Work to do ▸
A: According to the music column, how often does The Beat Report come out?
B: Reproduce the passage of the music column starting at "By KYLE KERSEY" and ending at "now you know.".

Document text ▸
The Beat Report: How I learned to stop worrying and love The Roots

By KYLE KERSEY

In case you didn’t know by now (or haven’t been paying attention, which, I mean, fair enough), The Beat Report is a bi-weekly music report on some of my favorite new stuff music has to offer. It will also will feature retrospectives on great albums celebrating anniversaries this year. No genre is off limits. Everything written about is recommended and encouraged. And if you don’t know, now you know.

Something New: Ariana Grande – “Thank U, Next” (Pop)

Let’s talk about the chart-topping elephant in the room: It’s similar to last year’s “Sweetner,”, an incredibly clean pop album that checks all the boxes: it’s catchy, it’s energetic, it’s … catchy. Oh, and it’s vulnerable. Very vulnerable. “Ghostin’” stands alone as the zenith of vulnerable pop, a ballad that runs over a sample of the now-deceased Mac Miller’s “2009” and bring more emotional weight than a cynical music critic such as myself would like to admit. “Bloodline” is, as the hip kids are saying these days, a “bop.” Same for “Fake Smile.” Clean, electronic pop has never been my cup of tea – and the leaves aren’t changing anytime soon – but I have to give props to a mainstream pop album that dares to be this reflective. Not necessarily my thing, but fans of Grande and the modern pop scene will treasure this like no other. (“Fake Smile,” “Bloodline,” “Ghostin,” “NASA,” “Break Up With Your Girlfriend, I’m Bored”)

 

Theon Cross – “Fyah” (Jazz)

A month back, I wrote praises of the London jazz group Sons of Kemet, picking out the prevalence of tuba and rhythm as major reasons for why the album was so enjoyable. Well, it just so happens that their tuba player, Theon Cross, just released a solo album that mimics many of the cues that made “Your Queen is a Reptile” my favorite jazz album of last year. Slightly less attitude than his group work but with – you guessed it – an even larger emphasis on the low brass and rhythm (he uses his tuba like a bass guitar on “Radiation”), “Fyah” (a dialect interpretation of “fire”) is an energetic piece of afro-jazz that acts as a suitable companion piece to “Your Queen is a Reptile.” Nothing’s sexier than the low belch of a tuba. (“Activate,” “The Offerings,” “Radiation,” “Panda Village)

Recorded information ▸
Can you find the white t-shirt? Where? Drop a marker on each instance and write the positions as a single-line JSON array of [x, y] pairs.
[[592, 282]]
---
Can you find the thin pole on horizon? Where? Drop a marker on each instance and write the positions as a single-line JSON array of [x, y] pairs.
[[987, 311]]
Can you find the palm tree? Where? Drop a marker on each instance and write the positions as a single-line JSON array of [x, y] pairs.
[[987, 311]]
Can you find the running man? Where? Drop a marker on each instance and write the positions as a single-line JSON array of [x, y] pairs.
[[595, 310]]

Replies ▸
A: Every two weeks (it is bi-weekly).

B:
By KYLE KERSEY

In case you didn’t know by now (or haven’t been paying attention, which, I mean, fair enough), The Beat Report is a bi-weekly music report on some of my favorite new stuff music has to offer. It will also will feature retrospectives on great albums celebrating anniversaries this year. No genre is off limits. Everything written about is recommended and encouraged. And if you don’t know, now you know.